YANG DIMINTA
Salin dengan tepat bagian teks tentang kedelai di bawah, mulai dari kata-kata yang memuat "Widget HTML #1" dan berhenti setelah "bea masuk impor.".

Lompat ke konten Lompat ke sidebar Lompat ke footer

Widget HTML #1

Kedelai Oh Kedelai

DARI swasembada akhirnya menuju kepada ketergantungan impor. Itulah nasib komoditi kedelai. Indonesia pernah mengalami swasembada kedelai tahun 1992. Produksinya 1,8 juta ton setahun. Sejak 1998, dibuka keran impor kedelai seiring sempitnya areal penanaman kedelai. Volume impor terus meningkat. Tahun 1998, mencapai 394.000 ton, lalu melonjak 1,3 juta ton (1999), dan pada 2005 hingga 2006 impor, rata-rata mencapai 1,2 juta ton.

Ketika sudah masuk pada kebijakan impor, memang mau tidak mau, komoditi kedelai, dan sudah pasti harganya, siap menerima kendali mekanisme pasar. Apalagi, Indonesia mengiyakan saja ketika kedelai dikenai bea masuk impor.


Sepanjang tahun 2004, harga kedelai sudah beberapa kali naik, dari Rp 2.500 menjadi Rp 3.900 per kg. Kini, dengan bea masuk 110 persen, harga kedelai impor mendekati Rp 7.000 per kg. Penurunan bea masuk hingga 0 persen, tidak akan menolong para pelaku usaha yang berkaitan dengan kedelai. Daya beli di dalam negeri, normalnya sekitar Rp 4.000 per kg.

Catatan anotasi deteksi

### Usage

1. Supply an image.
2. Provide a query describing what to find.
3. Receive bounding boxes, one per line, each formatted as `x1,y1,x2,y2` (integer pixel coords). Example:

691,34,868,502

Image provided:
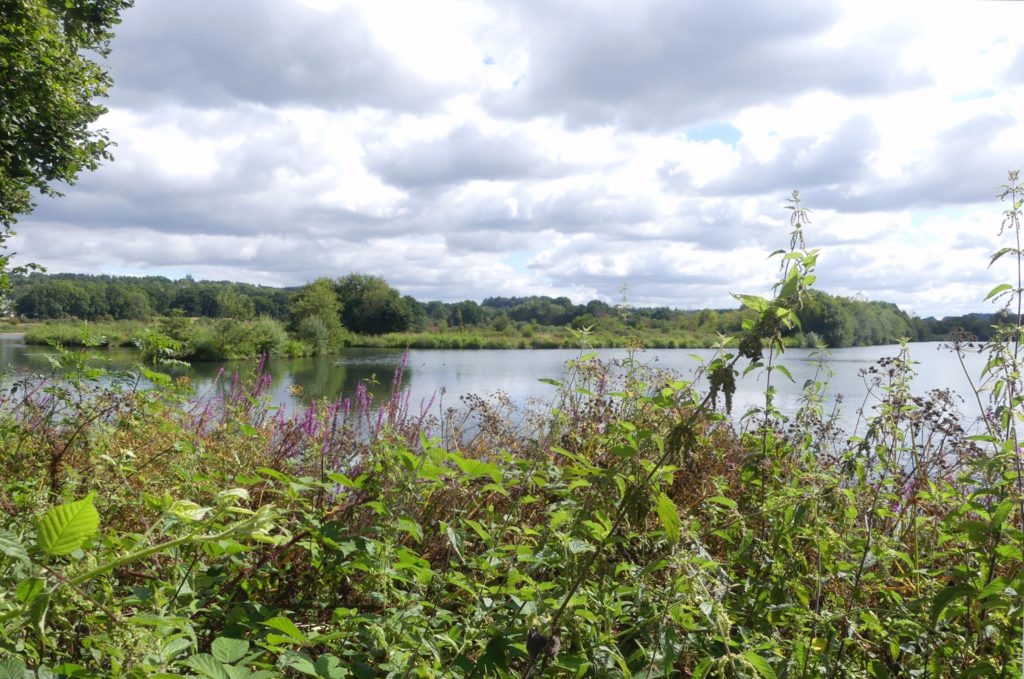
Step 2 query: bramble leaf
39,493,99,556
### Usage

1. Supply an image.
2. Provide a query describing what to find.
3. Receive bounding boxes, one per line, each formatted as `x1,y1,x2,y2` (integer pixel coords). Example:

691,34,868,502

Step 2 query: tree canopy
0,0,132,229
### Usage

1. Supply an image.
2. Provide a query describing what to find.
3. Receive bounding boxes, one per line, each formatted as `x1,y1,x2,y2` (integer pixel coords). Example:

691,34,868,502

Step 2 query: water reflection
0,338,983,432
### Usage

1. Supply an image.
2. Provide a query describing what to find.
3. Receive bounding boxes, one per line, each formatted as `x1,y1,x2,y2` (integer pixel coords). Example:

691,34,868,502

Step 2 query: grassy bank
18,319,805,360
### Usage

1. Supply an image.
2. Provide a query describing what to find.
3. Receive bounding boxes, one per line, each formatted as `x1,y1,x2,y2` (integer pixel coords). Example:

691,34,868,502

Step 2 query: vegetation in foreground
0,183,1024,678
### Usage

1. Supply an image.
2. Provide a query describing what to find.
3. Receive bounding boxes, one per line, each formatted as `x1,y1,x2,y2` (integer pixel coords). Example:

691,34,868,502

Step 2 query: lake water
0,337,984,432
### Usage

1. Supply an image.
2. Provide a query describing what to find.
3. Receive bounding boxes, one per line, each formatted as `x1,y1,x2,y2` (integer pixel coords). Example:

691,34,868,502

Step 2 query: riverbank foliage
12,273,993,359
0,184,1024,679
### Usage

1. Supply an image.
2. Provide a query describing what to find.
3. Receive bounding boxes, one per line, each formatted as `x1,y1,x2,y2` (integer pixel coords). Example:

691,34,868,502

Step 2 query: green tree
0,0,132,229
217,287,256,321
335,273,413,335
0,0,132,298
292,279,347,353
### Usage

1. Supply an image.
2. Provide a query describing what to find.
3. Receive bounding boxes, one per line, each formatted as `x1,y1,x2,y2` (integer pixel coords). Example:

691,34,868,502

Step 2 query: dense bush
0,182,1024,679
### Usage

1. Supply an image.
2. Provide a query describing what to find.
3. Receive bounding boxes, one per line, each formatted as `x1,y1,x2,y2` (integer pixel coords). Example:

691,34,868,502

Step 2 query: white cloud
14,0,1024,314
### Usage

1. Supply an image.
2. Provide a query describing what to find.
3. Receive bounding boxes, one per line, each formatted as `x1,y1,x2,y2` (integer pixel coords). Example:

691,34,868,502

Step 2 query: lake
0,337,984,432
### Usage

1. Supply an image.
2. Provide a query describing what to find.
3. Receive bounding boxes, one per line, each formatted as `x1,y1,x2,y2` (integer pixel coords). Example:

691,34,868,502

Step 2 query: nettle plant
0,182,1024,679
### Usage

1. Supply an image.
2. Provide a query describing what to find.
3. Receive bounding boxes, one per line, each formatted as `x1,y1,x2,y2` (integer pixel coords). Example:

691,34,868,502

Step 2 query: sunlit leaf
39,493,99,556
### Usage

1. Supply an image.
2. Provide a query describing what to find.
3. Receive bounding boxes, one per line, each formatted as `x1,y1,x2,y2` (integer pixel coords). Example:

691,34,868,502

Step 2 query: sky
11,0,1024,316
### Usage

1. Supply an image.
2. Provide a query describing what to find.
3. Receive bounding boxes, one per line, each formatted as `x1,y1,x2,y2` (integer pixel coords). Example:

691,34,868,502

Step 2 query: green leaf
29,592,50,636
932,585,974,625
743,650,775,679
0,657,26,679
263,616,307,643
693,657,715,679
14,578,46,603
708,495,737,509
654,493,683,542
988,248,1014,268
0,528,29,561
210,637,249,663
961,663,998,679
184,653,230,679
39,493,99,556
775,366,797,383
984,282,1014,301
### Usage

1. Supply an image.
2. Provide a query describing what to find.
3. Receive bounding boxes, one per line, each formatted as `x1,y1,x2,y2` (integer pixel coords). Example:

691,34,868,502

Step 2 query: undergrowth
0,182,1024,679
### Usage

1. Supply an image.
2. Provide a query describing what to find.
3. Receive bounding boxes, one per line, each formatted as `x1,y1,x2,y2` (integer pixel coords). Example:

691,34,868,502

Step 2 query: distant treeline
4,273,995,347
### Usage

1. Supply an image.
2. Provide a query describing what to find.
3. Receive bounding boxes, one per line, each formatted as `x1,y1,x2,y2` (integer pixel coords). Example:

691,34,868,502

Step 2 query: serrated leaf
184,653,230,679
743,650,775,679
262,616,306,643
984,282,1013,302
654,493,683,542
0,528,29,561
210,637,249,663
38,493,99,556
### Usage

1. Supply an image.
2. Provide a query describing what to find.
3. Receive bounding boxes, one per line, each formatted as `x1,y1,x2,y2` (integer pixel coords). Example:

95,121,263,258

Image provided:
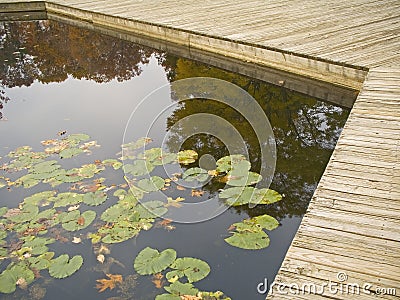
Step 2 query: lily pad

PENYELESAIAN
Widget HTML #1

Kedelai Oh Kedelai

DARI swasembada akhirnya menuju kepada ketergantungan impor. Itulah nasib komoditi kedelai. Indonesia pernah mengalami swasembada kedelai tahun 1992. Produksinya 1,8 juta ton setahun. Sejak 1998, dibuka keran impor kedelai seiring sempitnya areal penanaman kedelai. Volume impor terus meningkat. Tahun 1998, mencapai 394.000 ton, lalu melonjak 1,3 juta ton (1999), dan pada 2005 hingga 2006 impor, rata-rata mencapai 1,2 juta ton.

Ketika sudah masuk pada kebijakan impor, memang mau tidak mau, komoditi kedelai, dan sudah pasti harganya, siap menerima kendali mekanisme pasar. Apalagi, Indonesia mengiyakan saja ketika kedelai dikenai bea masuk impor.